Records drawn from a dataset:
* * *
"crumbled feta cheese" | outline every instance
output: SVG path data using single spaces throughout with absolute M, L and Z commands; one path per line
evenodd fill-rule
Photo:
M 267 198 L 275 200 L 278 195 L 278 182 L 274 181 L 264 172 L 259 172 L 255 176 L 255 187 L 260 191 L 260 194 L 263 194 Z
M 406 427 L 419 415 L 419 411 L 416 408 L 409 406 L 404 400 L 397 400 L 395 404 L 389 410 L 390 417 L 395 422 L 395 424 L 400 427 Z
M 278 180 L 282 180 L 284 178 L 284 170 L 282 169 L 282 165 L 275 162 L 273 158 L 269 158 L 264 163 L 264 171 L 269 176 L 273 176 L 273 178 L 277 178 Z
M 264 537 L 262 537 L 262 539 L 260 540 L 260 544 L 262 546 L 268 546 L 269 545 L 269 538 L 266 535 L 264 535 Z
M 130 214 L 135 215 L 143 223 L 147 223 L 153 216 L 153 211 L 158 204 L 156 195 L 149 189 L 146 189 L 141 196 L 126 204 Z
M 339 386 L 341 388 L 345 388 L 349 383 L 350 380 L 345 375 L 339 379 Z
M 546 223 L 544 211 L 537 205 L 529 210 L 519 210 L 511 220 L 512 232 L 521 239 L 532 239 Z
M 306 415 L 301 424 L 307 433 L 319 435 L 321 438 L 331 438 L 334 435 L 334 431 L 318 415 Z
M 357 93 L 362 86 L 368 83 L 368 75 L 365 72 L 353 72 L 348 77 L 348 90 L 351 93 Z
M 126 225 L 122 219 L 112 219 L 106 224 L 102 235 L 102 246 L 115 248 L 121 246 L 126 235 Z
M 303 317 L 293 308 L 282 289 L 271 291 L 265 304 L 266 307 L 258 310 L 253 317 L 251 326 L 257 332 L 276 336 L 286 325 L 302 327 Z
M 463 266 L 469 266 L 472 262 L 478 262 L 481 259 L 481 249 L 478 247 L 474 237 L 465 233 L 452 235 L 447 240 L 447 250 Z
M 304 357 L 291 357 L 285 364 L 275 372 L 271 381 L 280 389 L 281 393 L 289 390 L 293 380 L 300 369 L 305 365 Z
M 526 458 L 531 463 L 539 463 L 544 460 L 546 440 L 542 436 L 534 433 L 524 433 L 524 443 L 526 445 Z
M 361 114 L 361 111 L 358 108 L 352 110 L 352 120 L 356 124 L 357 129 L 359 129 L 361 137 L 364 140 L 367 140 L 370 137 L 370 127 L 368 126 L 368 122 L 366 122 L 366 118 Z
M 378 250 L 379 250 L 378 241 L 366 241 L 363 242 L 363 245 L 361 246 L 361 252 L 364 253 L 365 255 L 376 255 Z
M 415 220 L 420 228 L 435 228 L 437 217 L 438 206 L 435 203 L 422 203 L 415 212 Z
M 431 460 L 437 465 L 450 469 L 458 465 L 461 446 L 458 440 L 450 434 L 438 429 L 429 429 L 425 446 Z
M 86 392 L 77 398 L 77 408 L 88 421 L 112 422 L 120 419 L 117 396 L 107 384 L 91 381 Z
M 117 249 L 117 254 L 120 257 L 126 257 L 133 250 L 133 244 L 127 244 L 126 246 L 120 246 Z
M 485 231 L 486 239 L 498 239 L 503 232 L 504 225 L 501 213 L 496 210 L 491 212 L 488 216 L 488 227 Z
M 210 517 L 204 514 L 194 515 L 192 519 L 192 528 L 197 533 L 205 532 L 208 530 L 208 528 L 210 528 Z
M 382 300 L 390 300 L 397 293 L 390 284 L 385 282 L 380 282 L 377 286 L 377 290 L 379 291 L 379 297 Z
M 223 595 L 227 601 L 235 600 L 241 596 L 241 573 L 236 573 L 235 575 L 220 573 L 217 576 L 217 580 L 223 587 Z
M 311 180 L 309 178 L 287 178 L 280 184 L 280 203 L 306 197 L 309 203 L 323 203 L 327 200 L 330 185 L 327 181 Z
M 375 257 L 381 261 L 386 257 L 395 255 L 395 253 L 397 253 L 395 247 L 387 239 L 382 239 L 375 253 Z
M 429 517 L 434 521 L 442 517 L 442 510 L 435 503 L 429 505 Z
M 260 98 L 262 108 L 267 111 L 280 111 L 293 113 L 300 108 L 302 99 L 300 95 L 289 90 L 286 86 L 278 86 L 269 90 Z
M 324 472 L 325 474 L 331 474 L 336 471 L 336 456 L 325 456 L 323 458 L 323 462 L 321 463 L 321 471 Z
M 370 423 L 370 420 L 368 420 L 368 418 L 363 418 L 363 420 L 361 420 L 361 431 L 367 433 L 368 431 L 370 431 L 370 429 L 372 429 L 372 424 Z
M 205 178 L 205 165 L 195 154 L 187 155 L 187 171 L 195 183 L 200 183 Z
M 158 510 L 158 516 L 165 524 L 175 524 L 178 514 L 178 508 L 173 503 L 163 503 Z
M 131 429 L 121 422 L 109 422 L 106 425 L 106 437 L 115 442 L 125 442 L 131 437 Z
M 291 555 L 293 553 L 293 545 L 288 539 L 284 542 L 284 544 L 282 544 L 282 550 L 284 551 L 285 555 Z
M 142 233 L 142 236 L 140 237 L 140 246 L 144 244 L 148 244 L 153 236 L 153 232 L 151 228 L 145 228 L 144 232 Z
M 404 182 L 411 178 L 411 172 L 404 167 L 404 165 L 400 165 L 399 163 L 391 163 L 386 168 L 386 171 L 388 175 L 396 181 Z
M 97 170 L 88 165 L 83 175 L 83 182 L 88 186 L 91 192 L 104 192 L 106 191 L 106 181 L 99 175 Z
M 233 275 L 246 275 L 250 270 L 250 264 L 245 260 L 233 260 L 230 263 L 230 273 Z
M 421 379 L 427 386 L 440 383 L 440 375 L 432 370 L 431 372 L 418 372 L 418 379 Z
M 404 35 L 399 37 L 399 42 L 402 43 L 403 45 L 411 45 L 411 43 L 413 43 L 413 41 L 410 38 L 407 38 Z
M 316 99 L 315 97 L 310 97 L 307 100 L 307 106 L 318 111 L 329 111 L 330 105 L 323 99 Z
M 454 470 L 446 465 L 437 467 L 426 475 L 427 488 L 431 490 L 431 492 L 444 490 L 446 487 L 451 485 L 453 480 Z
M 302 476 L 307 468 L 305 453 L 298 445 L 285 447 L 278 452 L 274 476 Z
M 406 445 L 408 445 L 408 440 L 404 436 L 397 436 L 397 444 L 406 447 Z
* * *
Each line above needs to be written out again exactly.

"crumbled feta cheese" | outline every instance
output: SVG path data using single spaces throughout with absolute M, L and Z commands; one path per line
evenodd fill-rule
Photo:
M 267 198 L 275 200 L 278 195 L 278 182 L 274 181 L 264 172 L 259 172 L 255 176 L 255 187 L 260 191 L 260 194 L 263 194 Z
M 406 427 L 419 415 L 419 411 L 416 408 L 409 406 L 404 400 L 397 400 L 395 404 L 389 410 L 390 417 L 395 422 L 395 424 L 400 427 Z
M 278 180 L 282 180 L 284 178 L 284 170 L 282 169 L 282 165 L 275 162 L 273 158 L 269 158 L 264 163 L 264 171 L 269 176 L 273 176 L 273 178 L 277 178 Z
M 264 537 L 262 537 L 262 539 L 260 540 L 260 544 L 262 546 L 268 546 L 269 545 L 269 538 L 266 535 L 264 535 Z
M 130 214 L 135 215 L 143 223 L 147 223 L 153 216 L 153 211 L 158 204 L 156 195 L 149 189 L 146 189 L 141 196 L 126 204 Z
M 339 386 L 341 388 L 345 388 L 349 383 L 350 380 L 345 375 L 339 379 Z
M 546 223 L 544 211 L 537 205 L 529 210 L 519 210 L 511 220 L 512 232 L 521 239 L 532 239 Z
M 306 415 L 301 424 L 307 433 L 319 435 L 321 438 L 331 438 L 334 435 L 334 431 L 318 415 Z
M 357 93 L 362 86 L 368 83 L 368 75 L 365 72 L 353 72 L 348 77 L 348 90 L 351 93 Z
M 126 225 L 122 219 L 112 219 L 106 224 L 102 235 L 102 246 L 115 248 L 121 246 L 126 235 Z
M 303 317 L 293 308 L 282 289 L 271 291 L 265 304 L 266 307 L 258 310 L 253 317 L 251 326 L 257 332 L 276 336 L 286 325 L 302 327 Z
M 463 266 L 469 266 L 472 262 L 478 262 L 481 259 L 481 249 L 478 247 L 474 237 L 465 233 L 452 235 L 447 240 L 447 250 Z
M 304 357 L 291 357 L 285 364 L 275 372 L 271 381 L 280 389 L 281 393 L 289 390 L 293 380 L 300 369 L 305 365 Z
M 526 458 L 531 463 L 539 463 L 544 460 L 546 440 L 542 436 L 534 433 L 524 433 L 524 443 L 526 445 Z
M 361 114 L 361 111 L 358 108 L 352 110 L 352 120 L 356 124 L 357 129 L 359 129 L 361 137 L 364 140 L 367 140 L 370 137 L 370 127 L 368 126 L 368 122 L 366 122 L 366 118 Z
M 378 250 L 379 250 L 378 241 L 366 241 L 363 242 L 363 245 L 361 246 L 361 252 L 364 253 L 365 255 L 376 255 Z
M 415 220 L 420 228 L 435 228 L 437 217 L 438 206 L 435 203 L 422 203 L 415 212 Z
M 431 460 L 437 465 L 450 469 L 458 465 L 461 446 L 458 440 L 450 434 L 438 429 L 429 429 L 425 446 Z
M 86 392 L 77 398 L 77 408 L 88 421 L 112 422 L 120 419 L 117 396 L 107 384 L 91 381 Z
M 117 249 L 117 254 L 120 257 L 126 257 L 133 250 L 133 244 L 127 244 L 126 246 L 120 246 Z
M 485 231 L 486 239 L 498 239 L 503 232 L 504 225 L 501 213 L 496 210 L 491 212 L 488 216 L 488 227 Z
M 210 517 L 204 514 L 194 515 L 192 519 L 192 528 L 197 533 L 205 532 L 208 530 L 208 528 L 210 528 Z
M 382 300 L 390 300 L 397 293 L 390 284 L 385 282 L 380 282 L 377 286 L 377 290 L 379 291 L 379 297 Z
M 223 595 L 227 601 L 235 600 L 241 596 L 241 573 L 236 573 L 235 575 L 220 573 L 217 576 L 217 580 L 223 587 Z
M 311 180 L 309 178 L 287 178 L 280 184 L 280 203 L 306 197 L 309 203 L 323 203 L 327 200 L 330 185 L 327 181 Z
M 375 257 L 381 261 L 386 257 L 395 255 L 395 253 L 397 253 L 395 247 L 387 239 L 382 239 L 375 253 Z
M 429 517 L 434 521 L 442 517 L 442 510 L 435 503 L 429 505 Z
M 260 98 L 262 108 L 267 111 L 280 111 L 293 113 L 300 108 L 302 99 L 300 95 L 289 90 L 286 86 L 278 86 L 269 90 Z
M 324 472 L 325 474 L 331 474 L 336 471 L 336 456 L 325 456 L 323 458 L 323 462 L 321 463 L 321 471 Z
M 370 423 L 370 420 L 368 420 L 368 418 L 363 418 L 363 420 L 361 420 L 361 431 L 367 433 L 368 431 L 370 431 L 370 429 L 372 429 L 372 424 Z
M 205 178 L 205 165 L 195 154 L 187 155 L 187 171 L 195 183 L 200 183 Z
M 158 510 L 158 516 L 165 524 L 175 524 L 178 514 L 178 508 L 173 503 L 163 503 Z
M 131 429 L 121 422 L 109 422 L 106 425 L 106 437 L 115 442 L 125 442 L 131 437 Z
M 291 555 L 293 553 L 293 545 L 288 539 L 284 542 L 284 544 L 282 544 L 282 550 L 284 551 L 285 555 Z
M 142 233 L 142 236 L 140 237 L 140 246 L 144 244 L 148 244 L 153 236 L 153 232 L 151 228 L 145 228 L 144 232 Z
M 404 182 L 411 178 L 411 172 L 404 167 L 404 165 L 400 165 L 399 163 L 391 163 L 386 168 L 386 171 L 388 175 L 396 181 Z
M 97 170 L 88 165 L 83 175 L 83 182 L 88 186 L 91 192 L 104 192 L 106 191 L 106 181 L 99 175 Z
M 233 275 L 246 275 L 250 270 L 250 264 L 245 260 L 233 260 L 230 263 L 230 273 Z
M 421 379 L 427 386 L 440 383 L 440 375 L 432 370 L 431 372 L 418 372 L 418 379 Z
M 404 35 L 399 37 L 399 42 L 402 43 L 403 45 L 411 45 L 411 43 L 413 43 L 413 41 L 410 38 L 407 38 Z
M 316 99 L 315 97 L 310 97 L 307 100 L 307 106 L 318 111 L 329 111 L 330 105 L 323 99 Z
M 454 470 L 446 465 L 437 467 L 426 475 L 427 488 L 431 490 L 431 492 L 444 490 L 446 487 L 451 485 L 453 480 Z
M 302 476 L 307 468 L 305 453 L 298 445 L 285 447 L 278 452 L 274 476 Z
M 406 445 L 408 445 L 408 440 L 404 436 L 397 436 L 397 444 L 406 447 Z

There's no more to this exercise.